TEKS BACAAN →
------------

MATA INDONESIA, INTERNASIONAL – Seorang polisi tewas dan puluhan orang terluka dalam bentrokan antara pasukan keamanan dan pengunjuk rasa anti-pemerintah di Irak Selatan. Kekerasan berkobar di Lapangan Haboubi di kota Nisiriya pada Minggu (10/1), setelah penangkapan aktivis di provinsi Dhi Qar.
Para saksi mata mengatakan pasukan keamanan melepaskan tembakan untuk membubarkan demonstran, termasuk beberapa orang yang melempar batu dari alun-alun kota yang menjadi pusat dari gerakan protes yang dimulai sejak Oktober 2019.
Seorang saksi mata mengatakan, puluhan pengunjuk rasa membakar ban mobil dan memblokir jalan utama di kota itu. Sementara para pejabat mengungkapkan, setidaknya 18 pengunjuk rasa terluka dan lebih dari 40 lainnya terluka, melansir Reuters, Senin, 11 Januari 2021.
Petugas medis yang tidak disebutkan namanya mengatakan kepada kantor berita AFP bahwa seorang aparat kepolisian terbunuh dengan peluru di kepala. Namun, laporan membantah berita tersebut.
Protes anti-pemerintah di selatan Irak yang didominasi oleh kaum Syiah terus berlanjut secara sporadis, bahkan ketika protes di Baghdad sudah mereda dan usai tindakan keras pemerintah yang mematikan terhadap para demonstran.

------------

CUPLIKAN DATA →
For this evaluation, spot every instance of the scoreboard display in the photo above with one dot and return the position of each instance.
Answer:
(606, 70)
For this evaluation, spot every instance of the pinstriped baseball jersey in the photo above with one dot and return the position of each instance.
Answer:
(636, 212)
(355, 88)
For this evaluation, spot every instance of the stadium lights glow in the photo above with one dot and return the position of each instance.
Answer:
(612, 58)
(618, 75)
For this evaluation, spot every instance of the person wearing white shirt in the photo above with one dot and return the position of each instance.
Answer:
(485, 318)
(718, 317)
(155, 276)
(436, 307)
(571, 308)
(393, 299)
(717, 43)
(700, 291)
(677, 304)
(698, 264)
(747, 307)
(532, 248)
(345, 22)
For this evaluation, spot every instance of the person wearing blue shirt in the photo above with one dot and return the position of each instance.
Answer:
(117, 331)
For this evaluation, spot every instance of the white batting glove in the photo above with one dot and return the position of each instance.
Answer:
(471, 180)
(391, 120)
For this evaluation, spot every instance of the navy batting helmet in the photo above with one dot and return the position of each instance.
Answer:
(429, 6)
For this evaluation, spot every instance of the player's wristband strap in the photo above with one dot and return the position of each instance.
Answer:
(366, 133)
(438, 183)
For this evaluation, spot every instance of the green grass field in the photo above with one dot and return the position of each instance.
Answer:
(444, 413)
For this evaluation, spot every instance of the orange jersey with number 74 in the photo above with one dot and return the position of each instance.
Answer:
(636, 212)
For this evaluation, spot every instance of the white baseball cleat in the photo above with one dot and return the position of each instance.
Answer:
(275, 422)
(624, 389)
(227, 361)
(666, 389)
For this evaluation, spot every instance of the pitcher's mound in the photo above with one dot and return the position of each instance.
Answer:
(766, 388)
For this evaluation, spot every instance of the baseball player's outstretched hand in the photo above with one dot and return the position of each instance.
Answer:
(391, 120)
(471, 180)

------------

TUGAS PENGERJAAN →
(a) Sebutkan semua tindakan para pengunjuk rasa yang dilaporkan saksi mata dalam berita tentang bentrokan di Irak Selatan.
(b) Menurut berita tentang bentrokan di Irak Selatan, sejak kapan gerakan protes yang berpusat di alun-alun kota itu dimulai?
(c) Teruskan berita tentang bentrokan di Irak Selatan mulai dari kalimat terakhirnya.

KUNCI JAWABAN →
(a) Melempar batu, membakar ban mobil, dan memblokir jalan utama di kota itu.

(b) Sejak Oktober 2019.

(c)
Lebih dari 500 pengunjuk rasa tewas dalam tindakan represif, ketika ribuan orang berunjuk rasa menentang korupsi, pengangguran, layanan publik yang buruk, dan lainnya. Protes tersebut juga mendorong Perdana Menteri Adel Abdul Mahdi mengundurkan diri pada akhir November 2019.
Penculikan, pembunuhan yang ditargetkan, dan penangkapan para pemimpin protes terus berlanjut. Bersamaan dengan tuntutan diakhirinya korupsi politik, pengunjuk rasa menginginkan pekerjaan dan peningkatan layanan publik. Tetapi kemampuan negara untuk membiayai tuntutan ini terhambat oleh krisis ekonomi, termasuk defisit fiskal.
Pemerintah Irak yang saat ini dipimpin oleh Mustafa al-Kadhimi, sedang bergulat dengan krisis ekonomi dan diperparah dengan penurunan harga minyak, yang merupakan sumber utama pendapatan Irak, serta pandemi COVID-19.